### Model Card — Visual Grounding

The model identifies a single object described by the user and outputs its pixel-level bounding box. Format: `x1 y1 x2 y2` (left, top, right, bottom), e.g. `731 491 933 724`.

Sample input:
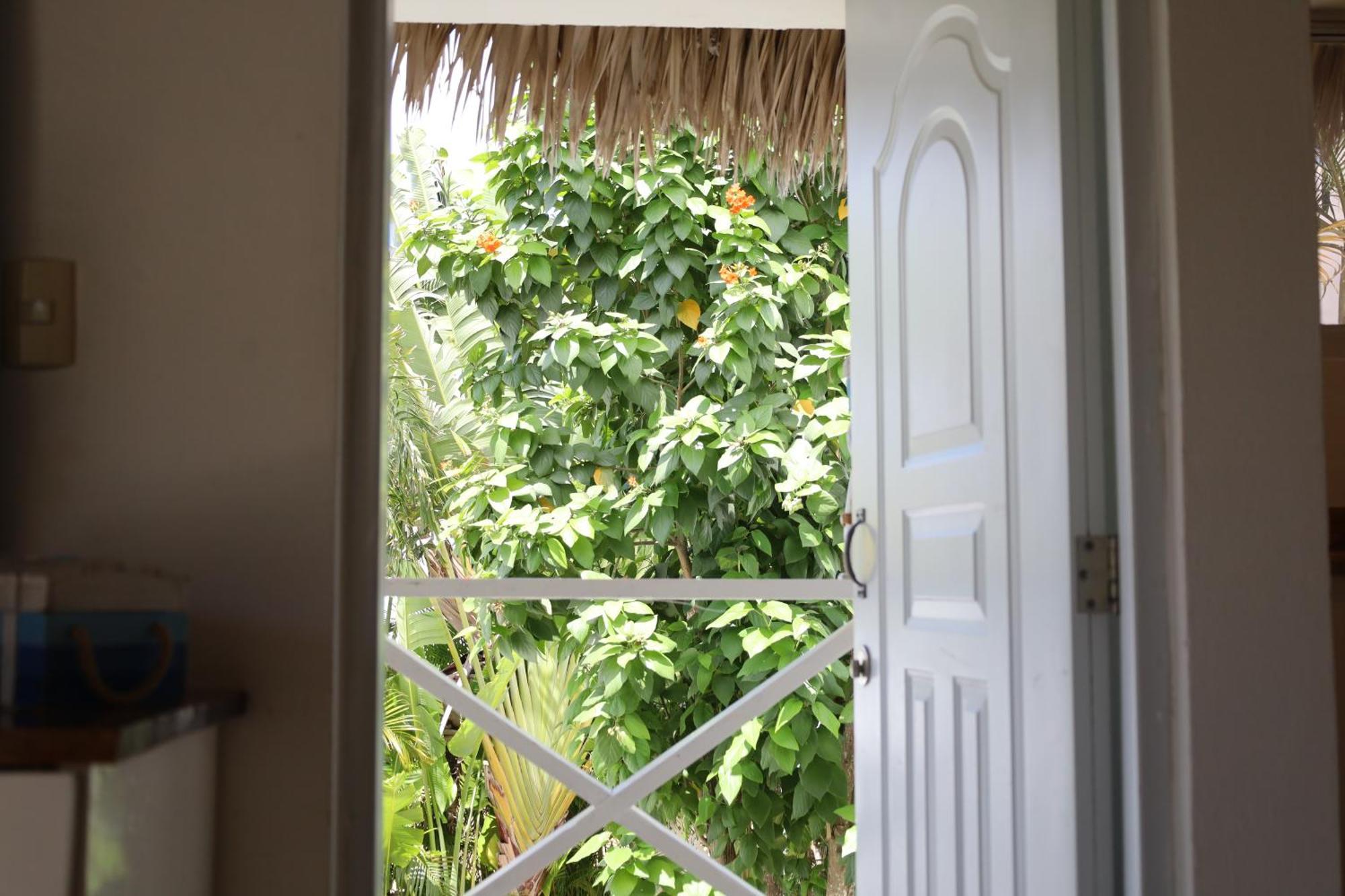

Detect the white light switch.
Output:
4 258 75 367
+++++
= Goal =
Output the listing above as a two-column CSV with the headers request and box, one row for each request, holding its text and its answer. Put each field in quotes, turn line breaks into spaces, and leave the pictures out.

= Result for this task =
request,box
"### Model Card — Visual Grounding The model identifies a single object described by the user and outputs its pixel-level bounding box. Format: `x1 y1 x2 y2` (left, top, right, bottom), e.g. `731 491 933 724`. Sample input: Detect the white light switch. Output:","4 258 75 367"